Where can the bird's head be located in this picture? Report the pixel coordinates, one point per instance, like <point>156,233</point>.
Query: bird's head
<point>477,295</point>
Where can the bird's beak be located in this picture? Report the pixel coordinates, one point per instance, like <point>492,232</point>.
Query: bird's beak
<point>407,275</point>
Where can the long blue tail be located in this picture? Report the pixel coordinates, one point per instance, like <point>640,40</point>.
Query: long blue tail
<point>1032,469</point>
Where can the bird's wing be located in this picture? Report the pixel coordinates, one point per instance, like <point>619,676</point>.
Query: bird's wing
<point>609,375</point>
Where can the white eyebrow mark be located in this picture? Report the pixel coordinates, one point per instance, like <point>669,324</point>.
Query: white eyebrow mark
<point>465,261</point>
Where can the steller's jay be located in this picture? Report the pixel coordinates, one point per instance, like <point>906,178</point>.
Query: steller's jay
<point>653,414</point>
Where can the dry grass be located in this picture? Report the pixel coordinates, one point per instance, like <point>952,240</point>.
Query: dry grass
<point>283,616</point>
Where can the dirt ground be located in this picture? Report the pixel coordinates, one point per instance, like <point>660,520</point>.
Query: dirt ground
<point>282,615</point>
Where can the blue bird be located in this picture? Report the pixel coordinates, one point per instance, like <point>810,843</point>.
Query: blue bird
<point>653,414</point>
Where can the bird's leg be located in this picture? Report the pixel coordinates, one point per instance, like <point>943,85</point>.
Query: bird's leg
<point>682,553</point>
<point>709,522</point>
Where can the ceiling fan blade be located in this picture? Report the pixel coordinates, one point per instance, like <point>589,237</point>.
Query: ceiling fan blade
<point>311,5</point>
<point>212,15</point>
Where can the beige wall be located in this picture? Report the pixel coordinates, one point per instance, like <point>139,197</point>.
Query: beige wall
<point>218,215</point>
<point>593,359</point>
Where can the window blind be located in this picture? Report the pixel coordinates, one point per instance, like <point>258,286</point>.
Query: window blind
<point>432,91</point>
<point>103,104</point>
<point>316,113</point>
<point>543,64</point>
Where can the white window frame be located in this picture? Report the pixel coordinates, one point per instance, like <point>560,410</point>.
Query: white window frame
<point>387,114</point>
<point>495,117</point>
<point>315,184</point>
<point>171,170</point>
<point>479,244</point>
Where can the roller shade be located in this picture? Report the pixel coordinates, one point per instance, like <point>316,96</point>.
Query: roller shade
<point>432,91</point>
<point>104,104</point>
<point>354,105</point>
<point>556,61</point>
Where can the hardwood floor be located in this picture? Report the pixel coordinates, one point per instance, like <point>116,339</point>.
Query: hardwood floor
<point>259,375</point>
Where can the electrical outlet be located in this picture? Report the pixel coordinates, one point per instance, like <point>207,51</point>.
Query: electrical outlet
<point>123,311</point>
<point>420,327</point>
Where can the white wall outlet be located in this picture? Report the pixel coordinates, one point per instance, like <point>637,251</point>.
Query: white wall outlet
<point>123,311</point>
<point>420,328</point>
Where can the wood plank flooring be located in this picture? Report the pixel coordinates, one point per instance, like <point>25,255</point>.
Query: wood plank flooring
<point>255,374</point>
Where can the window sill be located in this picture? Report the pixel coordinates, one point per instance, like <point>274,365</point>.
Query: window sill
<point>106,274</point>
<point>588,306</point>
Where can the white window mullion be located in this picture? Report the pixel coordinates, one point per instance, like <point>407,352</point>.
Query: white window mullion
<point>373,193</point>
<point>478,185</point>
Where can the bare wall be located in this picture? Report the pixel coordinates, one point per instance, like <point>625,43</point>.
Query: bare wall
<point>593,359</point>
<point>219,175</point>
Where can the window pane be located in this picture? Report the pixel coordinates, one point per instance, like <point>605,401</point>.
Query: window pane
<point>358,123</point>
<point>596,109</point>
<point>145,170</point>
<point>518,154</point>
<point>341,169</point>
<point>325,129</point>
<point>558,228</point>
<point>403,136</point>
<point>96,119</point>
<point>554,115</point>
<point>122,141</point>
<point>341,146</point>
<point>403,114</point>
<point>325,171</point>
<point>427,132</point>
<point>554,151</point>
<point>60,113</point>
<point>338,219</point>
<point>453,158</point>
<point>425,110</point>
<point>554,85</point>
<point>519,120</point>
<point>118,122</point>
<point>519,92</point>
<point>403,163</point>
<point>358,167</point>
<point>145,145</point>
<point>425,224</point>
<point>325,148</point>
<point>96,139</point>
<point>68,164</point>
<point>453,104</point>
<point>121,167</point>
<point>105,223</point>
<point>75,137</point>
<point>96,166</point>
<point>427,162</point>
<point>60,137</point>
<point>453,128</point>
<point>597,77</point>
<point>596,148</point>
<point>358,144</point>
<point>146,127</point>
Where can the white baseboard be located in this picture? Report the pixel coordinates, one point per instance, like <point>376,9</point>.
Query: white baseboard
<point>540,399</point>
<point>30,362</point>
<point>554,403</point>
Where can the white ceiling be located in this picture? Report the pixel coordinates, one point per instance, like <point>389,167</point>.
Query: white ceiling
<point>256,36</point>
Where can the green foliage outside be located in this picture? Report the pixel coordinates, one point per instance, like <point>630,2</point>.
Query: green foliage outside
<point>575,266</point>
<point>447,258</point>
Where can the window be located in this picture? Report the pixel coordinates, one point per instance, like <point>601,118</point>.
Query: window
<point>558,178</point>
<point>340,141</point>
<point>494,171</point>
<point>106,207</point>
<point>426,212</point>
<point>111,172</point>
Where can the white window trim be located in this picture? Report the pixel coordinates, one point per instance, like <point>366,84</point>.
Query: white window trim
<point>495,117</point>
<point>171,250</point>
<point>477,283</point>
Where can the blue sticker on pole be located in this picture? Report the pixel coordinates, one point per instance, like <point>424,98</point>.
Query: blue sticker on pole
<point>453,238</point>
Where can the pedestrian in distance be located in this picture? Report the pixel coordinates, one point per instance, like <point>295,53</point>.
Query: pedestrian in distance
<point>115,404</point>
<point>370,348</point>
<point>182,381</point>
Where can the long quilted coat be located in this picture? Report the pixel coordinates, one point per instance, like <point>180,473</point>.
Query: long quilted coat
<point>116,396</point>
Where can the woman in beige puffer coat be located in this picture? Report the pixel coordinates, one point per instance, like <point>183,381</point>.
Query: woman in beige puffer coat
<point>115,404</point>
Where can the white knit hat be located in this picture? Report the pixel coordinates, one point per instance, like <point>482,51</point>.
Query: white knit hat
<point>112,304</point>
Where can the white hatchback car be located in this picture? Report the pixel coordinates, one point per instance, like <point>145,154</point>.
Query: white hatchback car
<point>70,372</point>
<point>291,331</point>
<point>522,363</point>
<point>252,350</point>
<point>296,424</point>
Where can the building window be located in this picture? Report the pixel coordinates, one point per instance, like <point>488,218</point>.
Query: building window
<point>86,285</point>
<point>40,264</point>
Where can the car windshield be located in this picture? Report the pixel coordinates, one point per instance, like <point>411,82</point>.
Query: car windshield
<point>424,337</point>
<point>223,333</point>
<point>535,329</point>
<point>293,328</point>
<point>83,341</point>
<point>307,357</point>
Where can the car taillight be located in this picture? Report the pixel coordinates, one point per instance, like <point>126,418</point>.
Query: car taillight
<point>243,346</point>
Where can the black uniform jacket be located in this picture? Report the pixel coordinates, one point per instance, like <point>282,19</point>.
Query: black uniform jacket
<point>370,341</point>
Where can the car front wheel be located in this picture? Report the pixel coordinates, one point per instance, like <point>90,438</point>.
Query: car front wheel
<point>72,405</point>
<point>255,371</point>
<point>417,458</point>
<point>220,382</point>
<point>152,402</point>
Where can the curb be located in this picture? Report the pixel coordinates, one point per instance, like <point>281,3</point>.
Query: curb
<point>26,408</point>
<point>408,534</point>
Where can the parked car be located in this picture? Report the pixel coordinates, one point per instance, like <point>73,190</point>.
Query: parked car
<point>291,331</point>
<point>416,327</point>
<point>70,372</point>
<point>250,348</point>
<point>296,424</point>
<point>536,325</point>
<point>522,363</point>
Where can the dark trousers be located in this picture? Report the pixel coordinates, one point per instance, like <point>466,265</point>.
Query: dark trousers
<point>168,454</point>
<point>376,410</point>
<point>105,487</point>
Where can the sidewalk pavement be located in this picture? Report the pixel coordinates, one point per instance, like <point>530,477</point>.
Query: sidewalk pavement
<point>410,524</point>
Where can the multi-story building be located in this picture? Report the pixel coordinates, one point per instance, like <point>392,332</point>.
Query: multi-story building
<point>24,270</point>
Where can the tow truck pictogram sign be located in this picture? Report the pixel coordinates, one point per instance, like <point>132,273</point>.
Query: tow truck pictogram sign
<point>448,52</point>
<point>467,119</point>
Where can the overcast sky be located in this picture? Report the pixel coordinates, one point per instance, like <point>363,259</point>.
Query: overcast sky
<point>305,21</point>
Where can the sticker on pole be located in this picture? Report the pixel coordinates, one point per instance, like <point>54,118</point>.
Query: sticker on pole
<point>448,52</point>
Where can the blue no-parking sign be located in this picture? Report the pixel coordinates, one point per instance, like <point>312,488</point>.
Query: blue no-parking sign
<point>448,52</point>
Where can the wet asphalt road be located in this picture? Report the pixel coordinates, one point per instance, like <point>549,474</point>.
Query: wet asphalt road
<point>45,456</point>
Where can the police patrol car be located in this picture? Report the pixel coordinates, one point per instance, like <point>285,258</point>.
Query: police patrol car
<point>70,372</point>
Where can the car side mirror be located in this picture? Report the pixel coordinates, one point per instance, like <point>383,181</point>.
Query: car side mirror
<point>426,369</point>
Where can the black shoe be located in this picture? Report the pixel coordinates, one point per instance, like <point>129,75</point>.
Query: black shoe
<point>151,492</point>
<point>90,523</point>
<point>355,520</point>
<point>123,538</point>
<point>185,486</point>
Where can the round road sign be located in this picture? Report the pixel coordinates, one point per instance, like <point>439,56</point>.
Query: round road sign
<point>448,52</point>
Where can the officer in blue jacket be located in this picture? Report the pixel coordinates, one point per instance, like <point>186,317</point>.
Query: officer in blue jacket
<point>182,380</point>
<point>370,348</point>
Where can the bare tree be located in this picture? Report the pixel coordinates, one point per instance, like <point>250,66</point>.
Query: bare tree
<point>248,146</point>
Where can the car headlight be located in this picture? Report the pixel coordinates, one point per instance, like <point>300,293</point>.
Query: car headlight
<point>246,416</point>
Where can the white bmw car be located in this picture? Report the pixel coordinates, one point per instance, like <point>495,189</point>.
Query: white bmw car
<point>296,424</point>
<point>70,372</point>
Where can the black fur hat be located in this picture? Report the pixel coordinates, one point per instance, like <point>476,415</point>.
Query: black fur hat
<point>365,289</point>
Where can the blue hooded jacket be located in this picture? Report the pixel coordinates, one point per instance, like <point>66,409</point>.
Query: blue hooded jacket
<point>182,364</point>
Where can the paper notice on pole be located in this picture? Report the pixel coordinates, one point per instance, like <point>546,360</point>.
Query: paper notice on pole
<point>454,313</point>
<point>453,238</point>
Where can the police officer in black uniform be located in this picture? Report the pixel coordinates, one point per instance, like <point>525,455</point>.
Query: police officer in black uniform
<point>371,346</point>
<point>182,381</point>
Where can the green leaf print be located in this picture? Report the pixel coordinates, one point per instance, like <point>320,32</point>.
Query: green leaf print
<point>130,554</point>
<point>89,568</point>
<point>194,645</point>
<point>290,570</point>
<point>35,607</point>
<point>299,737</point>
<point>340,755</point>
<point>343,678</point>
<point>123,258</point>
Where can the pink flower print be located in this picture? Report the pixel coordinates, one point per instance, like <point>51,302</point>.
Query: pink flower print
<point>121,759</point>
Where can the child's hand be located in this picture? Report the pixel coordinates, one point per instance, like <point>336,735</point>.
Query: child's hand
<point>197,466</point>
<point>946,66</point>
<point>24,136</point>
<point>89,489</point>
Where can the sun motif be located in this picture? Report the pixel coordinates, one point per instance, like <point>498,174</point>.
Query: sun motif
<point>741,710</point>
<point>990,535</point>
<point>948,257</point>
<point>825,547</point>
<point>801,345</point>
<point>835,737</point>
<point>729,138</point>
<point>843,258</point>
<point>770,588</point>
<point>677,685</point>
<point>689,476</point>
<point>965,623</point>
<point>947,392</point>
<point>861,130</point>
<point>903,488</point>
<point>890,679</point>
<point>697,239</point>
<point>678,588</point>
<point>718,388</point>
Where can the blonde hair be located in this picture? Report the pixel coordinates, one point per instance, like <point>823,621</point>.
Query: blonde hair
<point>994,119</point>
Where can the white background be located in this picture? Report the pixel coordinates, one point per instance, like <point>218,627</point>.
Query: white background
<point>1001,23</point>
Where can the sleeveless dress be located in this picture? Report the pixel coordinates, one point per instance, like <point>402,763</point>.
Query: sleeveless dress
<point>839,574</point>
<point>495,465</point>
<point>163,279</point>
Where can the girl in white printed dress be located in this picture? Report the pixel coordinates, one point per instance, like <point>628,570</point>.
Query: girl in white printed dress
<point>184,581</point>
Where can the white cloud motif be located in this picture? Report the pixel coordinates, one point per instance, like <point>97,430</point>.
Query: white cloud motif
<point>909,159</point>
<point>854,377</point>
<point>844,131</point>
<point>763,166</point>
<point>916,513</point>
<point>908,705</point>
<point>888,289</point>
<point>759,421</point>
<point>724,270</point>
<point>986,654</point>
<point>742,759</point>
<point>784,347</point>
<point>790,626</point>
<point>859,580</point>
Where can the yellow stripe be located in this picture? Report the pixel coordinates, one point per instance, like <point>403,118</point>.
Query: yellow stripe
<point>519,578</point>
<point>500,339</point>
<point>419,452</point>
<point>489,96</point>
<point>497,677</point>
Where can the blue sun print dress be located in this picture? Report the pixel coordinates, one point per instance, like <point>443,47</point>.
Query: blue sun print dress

● ● ● ● ● ● ●

Copy the records word for word, from their first line through the line containing "<point>212,15</point>", including both of those lines.

CORRECT ANSWER:
Where can the bird's head be located in this picture? Report the pixel coordinates, one point per instance, like <point>156,233</point>.
Query: bird's head
<point>477,295</point>
Where can the bird's beak be located in this picture? Report the pixel coordinates, one point per instance, like <point>492,232</point>.
Query: bird's beak
<point>407,275</point>
Where can the long blue tail be located in this picture? Report the pixel coordinates, one point per instance, like <point>640,40</point>.
Query: long blue tail
<point>1032,469</point>
Where can the bird's wing be located in this picture? Report the pixel coordinates, one point per instance, like <point>619,676</point>.
Query: bird's wing
<point>609,375</point>
Where can the white eyebrow mark be located in this picture? Report the pixel coordinates, one point per instance, like <point>669,324</point>.
Query: white eyebrow mark
<point>465,261</point>
Where can the steller's jay be located in this picture? Report the pixel coordinates, one point per instance, like <point>906,178</point>.
Query: steller's jay
<point>653,414</point>
Where can the dry grass be located in this picture? Report the pixel coordinates, one point per instance, like <point>952,240</point>.
Query: dry grass
<point>283,616</point>
Where can the dirt ground be located in this picture? Report the pixel coordinates, one point per instance, like <point>660,520</point>.
Query: dirt ground
<point>282,615</point>
Where can the blue bird be located in this picture? Report the pixel coordinates, one point per instance, like <point>810,843</point>.
Query: blue bird
<point>653,414</point>
Where can the bird's leg be located in this picture? Report the pixel coordinates, one point per instance, like <point>943,85</point>.
Query: bird's leg
<point>682,553</point>
<point>709,522</point>
Where can the ceiling fan blade be located in this picture? Report the pixel coordinates, one point per instance, like <point>589,237</point>.
Query: ceiling fan blade
<point>311,5</point>
<point>212,15</point>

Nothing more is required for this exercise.